[Part of a data file]
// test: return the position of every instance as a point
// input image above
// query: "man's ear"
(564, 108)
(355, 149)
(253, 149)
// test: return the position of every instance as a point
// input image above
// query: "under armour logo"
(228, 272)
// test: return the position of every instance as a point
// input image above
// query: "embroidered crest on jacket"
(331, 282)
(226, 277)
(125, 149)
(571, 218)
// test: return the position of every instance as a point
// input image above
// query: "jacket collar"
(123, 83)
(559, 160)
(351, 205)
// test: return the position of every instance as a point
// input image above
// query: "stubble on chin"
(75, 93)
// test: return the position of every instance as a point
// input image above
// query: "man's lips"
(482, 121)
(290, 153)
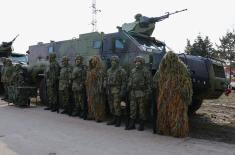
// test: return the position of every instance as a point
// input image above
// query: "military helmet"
(137, 16)
(139, 59)
(53, 55)
(18, 66)
(79, 57)
(115, 58)
(65, 58)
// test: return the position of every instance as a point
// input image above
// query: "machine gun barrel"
(158, 19)
(15, 38)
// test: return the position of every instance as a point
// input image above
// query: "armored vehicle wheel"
(196, 104)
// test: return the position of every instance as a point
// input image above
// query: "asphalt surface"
(34, 131)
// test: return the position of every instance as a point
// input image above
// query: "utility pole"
(94, 16)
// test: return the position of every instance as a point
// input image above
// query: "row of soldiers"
(84, 91)
(11, 76)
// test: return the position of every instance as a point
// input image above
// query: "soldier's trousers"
(5, 90)
(80, 100)
(64, 99)
(52, 94)
(115, 104)
(138, 108)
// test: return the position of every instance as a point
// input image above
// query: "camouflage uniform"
(78, 88)
(3, 77)
(9, 70)
(65, 85)
(95, 90)
(139, 86)
(52, 80)
(115, 85)
(17, 81)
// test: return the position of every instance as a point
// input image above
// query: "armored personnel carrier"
(134, 39)
(6, 52)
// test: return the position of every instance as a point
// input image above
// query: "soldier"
(52, 81)
(9, 70)
(139, 86)
(3, 77)
(115, 85)
(78, 88)
(65, 86)
(95, 88)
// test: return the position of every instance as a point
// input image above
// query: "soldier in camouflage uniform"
(139, 86)
(95, 90)
(9, 70)
(79, 89)
(17, 81)
(52, 81)
(65, 86)
(3, 77)
(115, 85)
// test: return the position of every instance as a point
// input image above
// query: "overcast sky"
(45, 20)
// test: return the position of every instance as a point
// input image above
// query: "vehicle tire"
(196, 104)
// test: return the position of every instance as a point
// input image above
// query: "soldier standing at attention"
(52, 81)
(95, 90)
(9, 71)
(139, 86)
(3, 77)
(115, 85)
(78, 88)
(64, 85)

▶ EXERCISE TASK: The records above must be printed exactly; the pictures stay out.

▶ EXERCISE RESULT:
// test: return the position of every instance as a point
// input image above
// query: "man's ear"
(564, 108)
(355, 149)
(253, 149)
// test: return the position of every instance as a point
// input image above
// query: "under armour logo"
(228, 272)
// test: return the position of every instance as a point
// input image above
// query: "embroidered crest on jacket"
(331, 282)
(226, 277)
(125, 149)
(571, 218)
// test: return the position of every instance as a point
// input image above
// query: "jacket collar"
(123, 83)
(559, 160)
(351, 205)
// test: return the position of every instance as a point
// input image above
// query: "stubble on chin"
(75, 93)
// test: return the position of every instance as a point
// input image above
// query: "man's lips"
(482, 121)
(290, 153)
// test: return the position of every instance as a point
// input image above
// query: "military helmet"
(137, 16)
(139, 59)
(53, 55)
(18, 66)
(79, 57)
(115, 58)
(65, 58)
// test: return the position of every instance as a point
// input image above
// query: "machine gun barrel"
(158, 19)
(15, 38)
// test: return the position of every instance as a point
// input image above
// query: "armored vehicle wheel"
(196, 104)
// test: return the position of every instance as a point
// input image above
// query: "asphalt surface"
(34, 131)
// test: return the position of every instance as a point
// input image above
// query: "utility pole"
(94, 16)
// test: return the position of every instance as a point
// input image above
// query: "row of soldiers"
(84, 91)
(11, 76)
// test: return the position of every instance as a point
// input image above
// query: "soldier's trousers"
(5, 90)
(80, 100)
(64, 99)
(52, 94)
(115, 104)
(138, 108)
// test: return the position of every instance as a point
// input image above
// query: "camouflage uniform"
(78, 88)
(3, 77)
(9, 70)
(65, 85)
(95, 90)
(139, 86)
(52, 80)
(115, 85)
(17, 81)
// test: return the position of every instance as a point
// input image above
// query: "armored personnel carrier"
(134, 39)
(6, 52)
// test: return the position of every instance as a point
// input image above
// query: "soldier"
(52, 81)
(9, 70)
(139, 86)
(3, 77)
(115, 85)
(78, 88)
(65, 86)
(95, 88)
// test: return the position of every instance as a point
// input image above
// query: "soldier in camouflage uniform"
(139, 86)
(95, 90)
(9, 70)
(79, 89)
(17, 81)
(52, 81)
(65, 86)
(3, 77)
(115, 85)
// test: return the position of every instance as a point
// input image above
// query: "overcast sky"
(45, 20)
// test: return the position of every instance as a point
// input image above
// query: "vehicle tire"
(196, 104)
// test: return the position of every instance as a point
// input image above
// query: "soldier standing at attention"
(52, 81)
(95, 90)
(9, 71)
(139, 86)
(3, 77)
(115, 85)
(78, 88)
(64, 85)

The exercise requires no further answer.